▶
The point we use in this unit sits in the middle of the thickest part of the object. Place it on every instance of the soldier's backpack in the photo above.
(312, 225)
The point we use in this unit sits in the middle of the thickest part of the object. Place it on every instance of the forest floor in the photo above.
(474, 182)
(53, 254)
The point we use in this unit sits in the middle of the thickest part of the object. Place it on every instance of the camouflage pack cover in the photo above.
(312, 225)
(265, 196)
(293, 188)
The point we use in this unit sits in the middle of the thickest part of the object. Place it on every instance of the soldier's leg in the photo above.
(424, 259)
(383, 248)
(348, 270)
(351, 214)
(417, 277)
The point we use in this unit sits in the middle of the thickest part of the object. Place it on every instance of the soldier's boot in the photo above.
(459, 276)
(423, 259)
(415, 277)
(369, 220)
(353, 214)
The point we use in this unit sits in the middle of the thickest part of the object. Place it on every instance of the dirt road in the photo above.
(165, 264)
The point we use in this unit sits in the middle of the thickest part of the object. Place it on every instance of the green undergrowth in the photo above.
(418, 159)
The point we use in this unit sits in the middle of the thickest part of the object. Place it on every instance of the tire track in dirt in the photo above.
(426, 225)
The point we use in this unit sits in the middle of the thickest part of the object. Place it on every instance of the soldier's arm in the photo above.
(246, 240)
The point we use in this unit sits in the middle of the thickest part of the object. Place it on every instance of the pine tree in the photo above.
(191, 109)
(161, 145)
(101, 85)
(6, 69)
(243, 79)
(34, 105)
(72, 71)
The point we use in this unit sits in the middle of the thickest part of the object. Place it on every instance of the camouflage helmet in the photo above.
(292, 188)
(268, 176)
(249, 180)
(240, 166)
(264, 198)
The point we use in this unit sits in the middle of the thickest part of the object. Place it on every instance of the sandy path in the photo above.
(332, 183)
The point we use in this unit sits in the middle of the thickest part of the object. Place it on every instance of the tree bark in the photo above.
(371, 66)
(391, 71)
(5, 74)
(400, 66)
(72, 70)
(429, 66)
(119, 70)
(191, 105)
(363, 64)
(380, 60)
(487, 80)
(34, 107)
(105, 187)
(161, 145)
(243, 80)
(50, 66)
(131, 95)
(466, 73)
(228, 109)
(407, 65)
◀
WORK TO COMPLETE —
Every line of the data is to be printed again exactly.

SOLUTION FOR THIS EXERCISE —
The point we use in this unit sits in the middle of the thickest part of the object. Place it on every instance of the soldier's backpack in the photo above.
(312, 225)
The point we use in this unit sits in the middle of the thickest part of the object. Place it on every instance of the forest floor in the photo above.
(474, 182)
(53, 254)
The point we use in this unit sits in the middle of the thickest part of the object. Place it on every instance of the camouflage pack cover in the photo above.
(312, 225)
(265, 196)
(293, 188)
The point we use in this unit sits in the middle of the thickest part of the object. Place it on every instance of the soldier's leg in the photo above.
(424, 259)
(383, 248)
(348, 270)
(351, 214)
(417, 277)
The point we use in this unit sits in the middle of the thickest part of the object. Place it on every instance of the soldier's boot in the photo above.
(459, 276)
(423, 259)
(415, 277)
(369, 220)
(353, 214)
The point we use in this unit sits in the middle of the thickest part of the object. Place it on every instance of the dirt road in the photo above.
(165, 264)
The point we use in this unit sits in the middle of the thickest part of the object. Place it on every instance of the green undergrowth in the photo above.
(418, 159)
The point we use in this unit sits in the middle of the thickest part of the object. Place it on every instance of the tire track in dirt in the photo above.
(426, 225)
The point we use in this unit sits in the middle of the thickest part of the object. Place it on every instance of the soldier's arm in the photo above.
(246, 240)
The point we use in this unit sits in the middle of the thickest part of the object. Place it on every instance of the pine tree in the photo above.
(191, 109)
(161, 145)
(101, 85)
(6, 69)
(243, 79)
(34, 105)
(72, 71)
The point we use in this unit sits in the middle of the thickest part of the object. Place it on every instance of the camouflage helmet in the photo above.
(292, 188)
(268, 176)
(249, 180)
(240, 166)
(264, 198)
The point we use in this unit sits in the middle of the thickest part of the object. Place it on every instance of the sandy path in the photo above.
(332, 183)
The point we use in this unit sits in the middle of the thickest part of the object. Place it on every instance of the tree bark in the photo above.
(371, 66)
(391, 71)
(5, 74)
(400, 66)
(72, 70)
(429, 66)
(119, 70)
(191, 105)
(363, 64)
(380, 60)
(487, 80)
(34, 107)
(105, 187)
(161, 145)
(243, 80)
(50, 66)
(131, 95)
(466, 73)
(228, 109)
(407, 65)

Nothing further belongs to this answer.